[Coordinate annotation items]
-------------------------

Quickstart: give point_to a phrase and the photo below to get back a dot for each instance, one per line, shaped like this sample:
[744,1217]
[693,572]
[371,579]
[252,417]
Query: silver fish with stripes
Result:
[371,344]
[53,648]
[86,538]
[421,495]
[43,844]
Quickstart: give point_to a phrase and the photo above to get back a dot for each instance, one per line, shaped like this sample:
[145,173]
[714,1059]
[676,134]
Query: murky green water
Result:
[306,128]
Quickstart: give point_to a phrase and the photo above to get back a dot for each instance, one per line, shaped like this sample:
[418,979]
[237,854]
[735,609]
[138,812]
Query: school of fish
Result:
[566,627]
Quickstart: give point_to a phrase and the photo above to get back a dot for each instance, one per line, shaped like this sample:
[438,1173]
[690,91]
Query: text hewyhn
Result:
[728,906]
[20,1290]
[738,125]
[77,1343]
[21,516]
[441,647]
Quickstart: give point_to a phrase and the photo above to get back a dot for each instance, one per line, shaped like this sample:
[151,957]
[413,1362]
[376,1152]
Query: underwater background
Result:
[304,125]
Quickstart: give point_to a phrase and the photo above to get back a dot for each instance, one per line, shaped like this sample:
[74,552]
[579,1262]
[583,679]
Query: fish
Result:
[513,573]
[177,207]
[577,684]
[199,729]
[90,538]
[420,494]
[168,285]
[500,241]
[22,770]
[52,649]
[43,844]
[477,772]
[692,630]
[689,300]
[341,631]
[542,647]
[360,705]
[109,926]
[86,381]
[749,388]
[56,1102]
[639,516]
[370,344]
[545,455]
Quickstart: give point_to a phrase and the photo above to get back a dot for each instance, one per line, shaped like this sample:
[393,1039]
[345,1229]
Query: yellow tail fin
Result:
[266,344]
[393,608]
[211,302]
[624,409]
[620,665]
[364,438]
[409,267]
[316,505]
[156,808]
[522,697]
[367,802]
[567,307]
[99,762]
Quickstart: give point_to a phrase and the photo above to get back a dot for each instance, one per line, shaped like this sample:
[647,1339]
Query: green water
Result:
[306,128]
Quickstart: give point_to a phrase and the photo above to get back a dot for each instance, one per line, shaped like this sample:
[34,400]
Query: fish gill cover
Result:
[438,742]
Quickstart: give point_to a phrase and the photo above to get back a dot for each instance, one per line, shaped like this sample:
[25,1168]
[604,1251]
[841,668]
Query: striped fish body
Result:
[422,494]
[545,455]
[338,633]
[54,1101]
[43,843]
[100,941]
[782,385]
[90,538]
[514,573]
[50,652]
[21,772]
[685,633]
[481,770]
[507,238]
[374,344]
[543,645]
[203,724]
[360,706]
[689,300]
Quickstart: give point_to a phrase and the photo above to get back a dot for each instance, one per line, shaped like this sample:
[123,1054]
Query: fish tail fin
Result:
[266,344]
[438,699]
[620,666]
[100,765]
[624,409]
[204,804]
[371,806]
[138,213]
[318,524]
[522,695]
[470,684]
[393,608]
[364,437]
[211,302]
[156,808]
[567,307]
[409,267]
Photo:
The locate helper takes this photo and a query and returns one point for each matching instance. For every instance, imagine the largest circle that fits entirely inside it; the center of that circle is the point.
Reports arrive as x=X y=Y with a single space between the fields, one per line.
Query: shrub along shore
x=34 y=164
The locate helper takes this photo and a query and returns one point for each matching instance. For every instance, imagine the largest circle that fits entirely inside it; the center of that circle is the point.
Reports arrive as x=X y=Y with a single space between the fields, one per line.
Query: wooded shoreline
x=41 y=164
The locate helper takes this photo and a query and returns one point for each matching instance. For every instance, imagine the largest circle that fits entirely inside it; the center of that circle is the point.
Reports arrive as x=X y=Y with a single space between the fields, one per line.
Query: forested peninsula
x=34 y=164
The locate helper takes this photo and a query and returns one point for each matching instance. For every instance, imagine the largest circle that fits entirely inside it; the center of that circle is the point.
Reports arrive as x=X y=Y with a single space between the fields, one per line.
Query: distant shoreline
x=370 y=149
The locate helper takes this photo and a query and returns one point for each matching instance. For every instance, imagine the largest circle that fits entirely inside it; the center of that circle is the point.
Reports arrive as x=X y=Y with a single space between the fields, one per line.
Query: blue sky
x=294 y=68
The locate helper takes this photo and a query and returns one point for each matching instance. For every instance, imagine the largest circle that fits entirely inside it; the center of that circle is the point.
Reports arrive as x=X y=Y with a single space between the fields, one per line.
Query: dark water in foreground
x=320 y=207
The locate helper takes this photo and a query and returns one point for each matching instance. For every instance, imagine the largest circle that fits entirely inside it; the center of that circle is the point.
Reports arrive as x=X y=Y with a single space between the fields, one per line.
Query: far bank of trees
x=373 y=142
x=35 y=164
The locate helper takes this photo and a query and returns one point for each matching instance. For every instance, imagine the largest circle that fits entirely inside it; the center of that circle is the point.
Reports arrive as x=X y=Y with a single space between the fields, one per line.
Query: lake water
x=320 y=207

-------------------------

Written task:
Return every line of the items above that contains the string "shoreline", matching case exactly.

Written reply:
Query: wooded shoreline
Query: distant shoreline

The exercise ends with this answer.